Input records –
══════════════════════════════

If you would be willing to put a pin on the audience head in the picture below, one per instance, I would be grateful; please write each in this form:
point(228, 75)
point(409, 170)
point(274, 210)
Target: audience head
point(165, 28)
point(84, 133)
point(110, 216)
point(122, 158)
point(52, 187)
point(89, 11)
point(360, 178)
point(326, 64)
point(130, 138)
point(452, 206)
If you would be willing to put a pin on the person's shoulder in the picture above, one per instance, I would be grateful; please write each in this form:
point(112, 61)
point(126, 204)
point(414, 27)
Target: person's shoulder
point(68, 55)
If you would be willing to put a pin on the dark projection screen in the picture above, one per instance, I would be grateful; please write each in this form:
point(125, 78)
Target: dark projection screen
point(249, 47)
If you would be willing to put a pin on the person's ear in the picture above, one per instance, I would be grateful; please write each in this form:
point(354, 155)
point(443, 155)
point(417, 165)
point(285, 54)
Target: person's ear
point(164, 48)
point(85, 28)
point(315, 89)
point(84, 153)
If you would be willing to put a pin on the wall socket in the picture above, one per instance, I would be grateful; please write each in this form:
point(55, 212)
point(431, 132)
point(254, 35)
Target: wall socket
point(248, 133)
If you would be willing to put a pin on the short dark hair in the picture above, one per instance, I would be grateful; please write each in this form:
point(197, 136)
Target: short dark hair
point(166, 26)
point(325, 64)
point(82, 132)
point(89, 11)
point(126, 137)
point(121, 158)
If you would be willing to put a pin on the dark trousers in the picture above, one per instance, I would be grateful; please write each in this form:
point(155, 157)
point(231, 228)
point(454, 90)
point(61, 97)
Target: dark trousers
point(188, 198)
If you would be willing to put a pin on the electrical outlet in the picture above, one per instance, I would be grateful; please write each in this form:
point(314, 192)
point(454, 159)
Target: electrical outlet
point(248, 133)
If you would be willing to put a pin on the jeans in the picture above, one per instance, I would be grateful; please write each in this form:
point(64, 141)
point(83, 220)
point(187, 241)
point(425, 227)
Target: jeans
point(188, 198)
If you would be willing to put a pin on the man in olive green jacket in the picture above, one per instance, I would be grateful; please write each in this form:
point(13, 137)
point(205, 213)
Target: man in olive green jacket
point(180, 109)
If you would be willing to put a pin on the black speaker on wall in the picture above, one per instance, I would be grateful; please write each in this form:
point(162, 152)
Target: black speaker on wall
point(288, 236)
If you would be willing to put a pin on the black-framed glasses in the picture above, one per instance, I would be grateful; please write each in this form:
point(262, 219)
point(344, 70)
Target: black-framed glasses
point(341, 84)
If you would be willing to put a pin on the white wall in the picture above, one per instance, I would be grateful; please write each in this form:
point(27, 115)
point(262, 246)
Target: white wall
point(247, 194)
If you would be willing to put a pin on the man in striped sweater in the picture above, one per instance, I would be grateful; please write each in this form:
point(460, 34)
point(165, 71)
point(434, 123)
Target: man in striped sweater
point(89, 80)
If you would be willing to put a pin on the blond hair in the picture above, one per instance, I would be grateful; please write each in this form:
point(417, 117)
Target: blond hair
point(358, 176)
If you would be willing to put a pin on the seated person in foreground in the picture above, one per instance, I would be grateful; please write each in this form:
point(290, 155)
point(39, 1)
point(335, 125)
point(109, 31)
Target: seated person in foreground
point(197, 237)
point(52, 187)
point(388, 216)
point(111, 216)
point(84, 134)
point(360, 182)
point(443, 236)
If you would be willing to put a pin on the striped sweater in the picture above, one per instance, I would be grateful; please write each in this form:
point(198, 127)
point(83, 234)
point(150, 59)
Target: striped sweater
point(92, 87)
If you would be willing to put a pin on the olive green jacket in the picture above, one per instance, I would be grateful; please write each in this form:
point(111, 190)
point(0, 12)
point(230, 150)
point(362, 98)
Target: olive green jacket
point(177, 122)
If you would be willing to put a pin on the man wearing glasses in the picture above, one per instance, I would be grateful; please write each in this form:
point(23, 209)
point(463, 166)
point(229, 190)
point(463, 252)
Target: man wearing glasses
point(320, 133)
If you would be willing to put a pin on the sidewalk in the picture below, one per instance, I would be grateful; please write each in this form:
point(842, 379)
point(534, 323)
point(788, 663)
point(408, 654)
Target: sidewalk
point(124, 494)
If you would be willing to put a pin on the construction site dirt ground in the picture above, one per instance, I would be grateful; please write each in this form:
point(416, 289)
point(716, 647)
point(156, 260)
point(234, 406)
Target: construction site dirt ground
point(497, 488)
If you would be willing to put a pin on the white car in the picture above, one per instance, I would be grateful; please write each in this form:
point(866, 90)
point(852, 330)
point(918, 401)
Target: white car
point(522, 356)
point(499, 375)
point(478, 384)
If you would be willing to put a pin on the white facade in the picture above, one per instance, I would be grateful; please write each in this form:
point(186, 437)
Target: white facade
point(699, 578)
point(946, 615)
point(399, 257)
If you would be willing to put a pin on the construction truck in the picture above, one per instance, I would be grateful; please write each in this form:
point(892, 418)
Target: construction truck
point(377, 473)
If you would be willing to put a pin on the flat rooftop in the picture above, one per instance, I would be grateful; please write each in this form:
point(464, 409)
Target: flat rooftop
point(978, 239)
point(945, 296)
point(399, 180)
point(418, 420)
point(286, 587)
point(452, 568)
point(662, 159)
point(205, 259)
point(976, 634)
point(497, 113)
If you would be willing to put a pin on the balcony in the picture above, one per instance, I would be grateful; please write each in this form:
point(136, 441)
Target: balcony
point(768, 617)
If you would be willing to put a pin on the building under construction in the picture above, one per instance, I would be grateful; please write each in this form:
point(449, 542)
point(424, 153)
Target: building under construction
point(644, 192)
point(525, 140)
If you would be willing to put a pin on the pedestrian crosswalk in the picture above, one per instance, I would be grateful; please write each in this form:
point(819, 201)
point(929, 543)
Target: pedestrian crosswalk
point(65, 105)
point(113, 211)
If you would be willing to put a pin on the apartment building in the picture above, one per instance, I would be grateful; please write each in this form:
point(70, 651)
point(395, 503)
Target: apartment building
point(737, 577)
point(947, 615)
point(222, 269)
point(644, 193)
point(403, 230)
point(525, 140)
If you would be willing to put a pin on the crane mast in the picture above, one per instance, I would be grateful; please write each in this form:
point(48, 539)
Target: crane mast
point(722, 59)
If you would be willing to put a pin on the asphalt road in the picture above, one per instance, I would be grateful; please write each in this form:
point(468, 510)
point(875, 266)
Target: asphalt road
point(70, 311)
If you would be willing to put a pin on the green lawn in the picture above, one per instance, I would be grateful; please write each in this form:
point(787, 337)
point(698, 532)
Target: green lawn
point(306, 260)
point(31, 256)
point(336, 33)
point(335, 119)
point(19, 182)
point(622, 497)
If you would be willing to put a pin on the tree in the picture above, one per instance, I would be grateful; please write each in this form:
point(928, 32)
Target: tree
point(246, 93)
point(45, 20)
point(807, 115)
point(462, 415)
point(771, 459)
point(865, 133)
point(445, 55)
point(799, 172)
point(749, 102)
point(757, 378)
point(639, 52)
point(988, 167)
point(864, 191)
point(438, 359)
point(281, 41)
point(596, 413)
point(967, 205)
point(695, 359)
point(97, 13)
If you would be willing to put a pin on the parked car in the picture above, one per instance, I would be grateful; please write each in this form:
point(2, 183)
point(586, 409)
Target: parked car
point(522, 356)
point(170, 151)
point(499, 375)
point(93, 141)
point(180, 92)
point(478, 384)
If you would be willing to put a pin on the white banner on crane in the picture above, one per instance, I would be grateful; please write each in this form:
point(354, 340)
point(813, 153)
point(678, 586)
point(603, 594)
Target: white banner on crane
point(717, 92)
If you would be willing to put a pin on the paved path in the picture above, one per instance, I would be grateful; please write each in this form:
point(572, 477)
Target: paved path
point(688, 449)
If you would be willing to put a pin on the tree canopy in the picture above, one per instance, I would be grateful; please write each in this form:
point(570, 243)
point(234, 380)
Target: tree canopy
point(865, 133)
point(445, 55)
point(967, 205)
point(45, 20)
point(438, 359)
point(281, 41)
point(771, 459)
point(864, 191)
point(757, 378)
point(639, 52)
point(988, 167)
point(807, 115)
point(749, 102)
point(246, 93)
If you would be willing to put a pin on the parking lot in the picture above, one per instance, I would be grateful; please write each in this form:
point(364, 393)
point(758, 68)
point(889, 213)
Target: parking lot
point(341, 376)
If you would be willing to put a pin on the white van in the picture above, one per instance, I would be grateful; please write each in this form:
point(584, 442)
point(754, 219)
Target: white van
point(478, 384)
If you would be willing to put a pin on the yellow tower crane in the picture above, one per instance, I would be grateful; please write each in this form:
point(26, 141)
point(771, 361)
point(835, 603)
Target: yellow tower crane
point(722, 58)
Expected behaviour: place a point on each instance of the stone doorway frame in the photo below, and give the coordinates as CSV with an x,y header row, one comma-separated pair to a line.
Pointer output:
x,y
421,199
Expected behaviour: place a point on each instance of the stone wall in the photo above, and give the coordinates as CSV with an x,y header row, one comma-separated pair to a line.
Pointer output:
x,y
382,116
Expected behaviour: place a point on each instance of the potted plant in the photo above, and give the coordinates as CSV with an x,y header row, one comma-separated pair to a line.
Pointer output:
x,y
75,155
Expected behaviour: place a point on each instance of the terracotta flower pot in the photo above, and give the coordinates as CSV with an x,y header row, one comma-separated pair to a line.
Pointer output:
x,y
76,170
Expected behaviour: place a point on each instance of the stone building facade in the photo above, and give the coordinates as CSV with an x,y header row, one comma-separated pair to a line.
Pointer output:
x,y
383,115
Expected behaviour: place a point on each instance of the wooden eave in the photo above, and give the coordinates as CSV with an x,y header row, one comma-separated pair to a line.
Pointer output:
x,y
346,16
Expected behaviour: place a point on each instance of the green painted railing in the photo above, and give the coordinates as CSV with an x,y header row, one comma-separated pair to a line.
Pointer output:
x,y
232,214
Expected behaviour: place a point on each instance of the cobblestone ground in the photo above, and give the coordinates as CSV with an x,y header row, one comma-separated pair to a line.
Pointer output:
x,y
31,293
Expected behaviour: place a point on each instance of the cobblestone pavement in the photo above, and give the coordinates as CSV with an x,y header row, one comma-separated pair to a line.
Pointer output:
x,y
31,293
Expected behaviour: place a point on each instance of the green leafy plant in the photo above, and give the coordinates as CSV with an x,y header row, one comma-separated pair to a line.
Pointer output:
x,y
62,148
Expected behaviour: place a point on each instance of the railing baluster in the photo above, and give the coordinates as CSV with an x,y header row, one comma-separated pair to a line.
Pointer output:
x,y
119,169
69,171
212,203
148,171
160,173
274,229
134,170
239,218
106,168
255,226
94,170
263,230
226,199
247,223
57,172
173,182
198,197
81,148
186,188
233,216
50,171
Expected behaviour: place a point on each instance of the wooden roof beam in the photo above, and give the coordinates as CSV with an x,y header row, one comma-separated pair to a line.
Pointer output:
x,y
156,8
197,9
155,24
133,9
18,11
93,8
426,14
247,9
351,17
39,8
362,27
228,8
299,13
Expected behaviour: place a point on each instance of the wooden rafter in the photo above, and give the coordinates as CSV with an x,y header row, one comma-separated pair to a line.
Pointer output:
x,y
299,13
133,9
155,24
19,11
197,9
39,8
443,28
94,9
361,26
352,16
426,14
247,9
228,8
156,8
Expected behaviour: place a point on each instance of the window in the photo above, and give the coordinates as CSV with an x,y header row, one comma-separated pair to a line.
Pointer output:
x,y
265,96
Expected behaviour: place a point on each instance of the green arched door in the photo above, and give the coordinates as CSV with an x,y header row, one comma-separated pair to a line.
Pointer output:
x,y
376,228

══════════════════════════════

Work to complete – Please give the entry lines between the line holding "on the pedestrian" and the line holding "point(113, 211)", inclusive, as a numbered list, skipping any blank lines.

Task solution –
1. If you would be willing to put a pin on the pedestrian crosswalk in the picture above, one per instance, I would be grateful; please write each in this form:
2. point(819, 201)
3. point(929, 543)
4. Target: pedestrian crosswalk
5. point(65, 105)
6. point(113, 211)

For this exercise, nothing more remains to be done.